§ Source extract
"""

Understanding HR and Food Poisoning

Don't drink the water.
Keep your hands away from your face.
Check the expiration date on your food.
Don't touch anything in the bus station, including anywhere inside the bus.

Even if you do all of these things, it doesn't guarantee success in avoiding invading bacteria.

Not to get unnecessarily graphic, but two weekends ago I was in New York City. All was going well for us. However I tempted fate too many times:
We rode the bus up from Philadelphia;
I ate packaged food without checking expiration dates;
After getting sunburned, I applied sunscreen without washing my hands and face first;
I dropped a contact lens on the hotel bathroom floor and later questioned how well I cleaned it; and
I bought a bottle of water from some hole-in-the-wall market without examining the bottle.

Drinking the bottle of water was the last thing I remember doing before feeling the first pangs of illness. It may have been the source. Yet with food poisoning, it is so hard to trace its origins. I definitely know that it was not the mimosas that I drank later. Though it was to their misfortune that they never fully digested and exited me in a unconventional manner twelve hours later.

As with most cases of evil bacterial invasions, the body eventually recovers. A couple of days of dieting on soda crackers, apple sauce and warm ginger ale usually does the trick for me. This time around I did recover in a few days. However I still had a lingering stomach ache all week.

During the past week, I thought I could have used more common sense in New York. I also kept theorizing as to how it happened. Every theory though ends as just that, a theory. For all my stupid moves, there is no way of even knowing if I could have prevented it from happening. Moreover, since I didn't land in a hospital and I'm feeling better now, there is little point in investing any more thought to it.

"""

§ Stored data
"""

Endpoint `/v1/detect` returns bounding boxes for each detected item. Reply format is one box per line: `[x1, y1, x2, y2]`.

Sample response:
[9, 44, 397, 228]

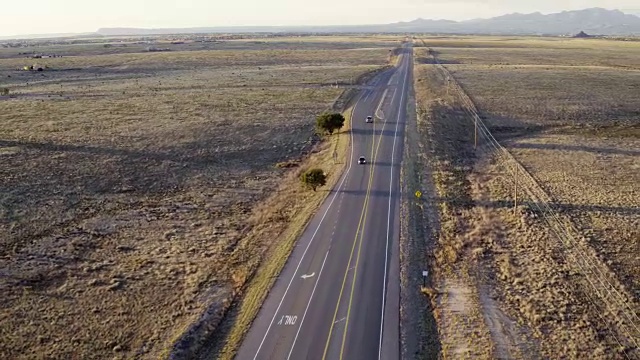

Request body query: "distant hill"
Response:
[98, 8, 640, 36]
[0, 8, 640, 39]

"""

Transcribe the food poisoning post in full, word for word. Work only from the food poisoning post.

Understanding HR and Food Poisoning

Don't drink the water.
Keep your hands away from your face.
Check the expiration date on your food.
Don't touch anything in the bus station, including anywhere inside the bus.

Even if you do all of these things, it doesn't guarantee success in avoiding invading bacteria.

Not to get unnecessarily graphic, but two weekends ago I was in New York City. All was going well for us. However I tempted fate too many times:
We rode the bus up from Philadelphia;
I ate packaged food without checking expiration dates;
After getting sunburned, I applied sunscreen without washing my hands and face first;
I dropped a contact lens on the hotel bathroom floor and later questioned how well I cleaned it; and
I bought a bottle of water from some hole-in-the-wall market without examining the bottle.

Drinking the bottle of water was the last thing I remember doing before feeling the first pangs of illness. It may have been the source. Yet with food poisoning, it is so hard to trace its origins. I definitely know that it was not the mimosas that I drank later. Though it was to their misfortune that they never fully digested and exited me in a unconventional manner twelve hours later.

As with most cases of evil bacterial invasions, the body eventually recovers. A couple of days of dieting on soda crackers, apple sauce and warm ginger ale usually does the trick for me. This time around I did recover in a few days. However I still had a lingering stomach ache all week.

During the past week, I thought I could have used more common sense in New York. I also kept theorizing as to how it happened. Every theory though ends as just that, a theory. For all my stupid moves, there is no way of even knowing if I could have prevented it from happening. Moreover, since I didn't land in a hospital and I'm feeling better now, there is little point in investing any more thought to it.